Dataset:
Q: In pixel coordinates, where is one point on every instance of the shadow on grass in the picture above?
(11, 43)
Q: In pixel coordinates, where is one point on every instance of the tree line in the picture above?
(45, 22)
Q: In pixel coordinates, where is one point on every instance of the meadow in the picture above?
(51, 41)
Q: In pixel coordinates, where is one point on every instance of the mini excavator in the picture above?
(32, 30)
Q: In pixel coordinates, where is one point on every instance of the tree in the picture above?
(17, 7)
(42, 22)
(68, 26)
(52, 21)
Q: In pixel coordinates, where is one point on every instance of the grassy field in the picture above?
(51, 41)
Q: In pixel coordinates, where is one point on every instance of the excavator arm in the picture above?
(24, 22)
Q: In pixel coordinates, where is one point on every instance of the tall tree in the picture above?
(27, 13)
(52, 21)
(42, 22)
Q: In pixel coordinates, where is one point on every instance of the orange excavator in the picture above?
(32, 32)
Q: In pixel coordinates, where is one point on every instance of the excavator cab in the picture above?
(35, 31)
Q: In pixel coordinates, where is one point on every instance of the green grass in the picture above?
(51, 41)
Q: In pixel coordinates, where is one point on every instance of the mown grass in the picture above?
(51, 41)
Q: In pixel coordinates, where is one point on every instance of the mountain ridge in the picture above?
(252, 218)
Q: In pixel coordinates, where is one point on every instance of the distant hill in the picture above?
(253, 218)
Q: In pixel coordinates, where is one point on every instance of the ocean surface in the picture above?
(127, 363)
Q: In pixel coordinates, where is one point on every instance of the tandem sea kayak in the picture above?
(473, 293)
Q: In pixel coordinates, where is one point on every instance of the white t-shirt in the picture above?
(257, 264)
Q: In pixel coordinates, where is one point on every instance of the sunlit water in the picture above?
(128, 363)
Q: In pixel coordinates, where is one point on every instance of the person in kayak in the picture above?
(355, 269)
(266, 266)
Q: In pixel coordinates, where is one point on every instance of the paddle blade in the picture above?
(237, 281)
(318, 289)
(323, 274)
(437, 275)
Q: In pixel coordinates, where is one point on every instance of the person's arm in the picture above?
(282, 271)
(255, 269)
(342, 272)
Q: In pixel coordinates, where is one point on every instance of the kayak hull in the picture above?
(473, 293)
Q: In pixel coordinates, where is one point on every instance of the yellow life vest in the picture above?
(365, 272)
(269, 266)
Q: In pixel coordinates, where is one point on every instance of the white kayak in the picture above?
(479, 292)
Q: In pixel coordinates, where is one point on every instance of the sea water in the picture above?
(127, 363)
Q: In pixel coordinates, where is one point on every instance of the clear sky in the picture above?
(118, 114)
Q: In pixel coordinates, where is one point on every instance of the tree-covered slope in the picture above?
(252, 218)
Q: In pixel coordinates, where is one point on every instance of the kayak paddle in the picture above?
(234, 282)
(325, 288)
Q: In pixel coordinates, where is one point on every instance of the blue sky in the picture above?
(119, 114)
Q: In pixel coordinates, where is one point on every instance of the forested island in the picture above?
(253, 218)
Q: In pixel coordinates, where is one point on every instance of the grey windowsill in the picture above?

Set problem: Extract every line of the data above and reproduce each one verbatim, in its original order.

Exercise answer:
Q: In pixel coordinates, where is one point on every instance of the shadow on grass in the picture above?
(11, 43)
Q: In pixel coordinates, where is one point on every instance of the tree line in the picture above?
(45, 22)
Q: In pixel coordinates, where is one point on every instance of the meadow in the picture above?
(51, 41)
Q: In pixel coordinates, where is one point on every instance of the mini excavator in the picture above?
(32, 30)
Q: In pixel coordinates, where is one point on every instance of the tree in the picture above?
(17, 7)
(42, 22)
(68, 26)
(52, 21)
Q: In pixel coordinates, where is one point on every instance of the grassy field in the picture above?
(51, 41)
Q: In pixel coordinates, where is one point on every instance of the excavator arm in the picture above?
(24, 22)
Q: In pixel coordinates, where is one point on every instance of the tall tree in the picture above?
(27, 13)
(52, 21)
(42, 22)
Q: In pixel coordinates, where is one point on every instance of the orange excavator in the picture above?
(32, 32)
Q: In pixel coordinates, where is one point on every instance of the excavator cab in the picture above?
(35, 31)
Q: In pixel coordinates, where is one point on every instance of the green grass in the picture above?
(51, 41)
Q: In pixel coordinates, where is one point on every instance of the mown grass in the picture above?
(51, 41)
Q: In pixel coordinates, where is one point on every instance of the mountain ridge in the picture above?
(252, 218)
Q: In pixel coordinates, where is one point on every instance of the distant hill in the picture above?
(253, 218)
Q: In pixel coordinates, where is one point on every instance of the ocean surface in the picture above?
(127, 363)
Q: In pixel coordinates, where is one point on every instance of the tandem sea kayak in the picture above?
(473, 293)
Q: In pixel coordinates, where is one point on every instance of the white t-shirt in the picture above?
(257, 264)
Q: In pixel coordinates, where is one point on every instance of the sunlit water in the picture above?
(128, 363)
Q: In pixel coordinates, where is one point on every instance of the person in kayak in the picture above?
(355, 269)
(266, 266)
Q: In pixel coordinates, where is one point on every instance of the paddle blade in the picture above?
(237, 281)
(318, 289)
(323, 274)
(437, 275)
Q: In pixel coordinates, where is one point on every instance of the person's arm in the picture above?
(282, 271)
(255, 269)
(342, 272)
Q: In pixel coordinates, where is one point on every instance of the kayak hull in the picture above?
(473, 293)
Q: In pixel coordinates, where is one point on every instance of the yellow life vest in the picture above?
(365, 272)
(269, 266)
Q: In pixel coordinates, where is one point on every instance of the white kayak in the picture above?
(479, 292)
Q: In pixel coordinates, where is one point on every instance of the sea water in the picture above?
(127, 363)
Q: In pixel coordinates, where is one point on every instance of the clear sky in the picture above?
(118, 114)
Q: In pixel coordinates, where is one point on every instance of the tree-covered slope in the picture above?
(252, 218)
Q: In pixel coordinates, where is one point on every instance of the kayak paddle in the picture above?
(234, 282)
(325, 288)
Q: In pixel coordinates, where is one point on every instance of the blue sky in the picture above?
(119, 114)
Q: In pixel coordinates, where is one point on every instance of the forested island in the picture above?
(253, 218)
Q: In pixel coordinates, where is one point on every instance of the grey windowsill in the picture above?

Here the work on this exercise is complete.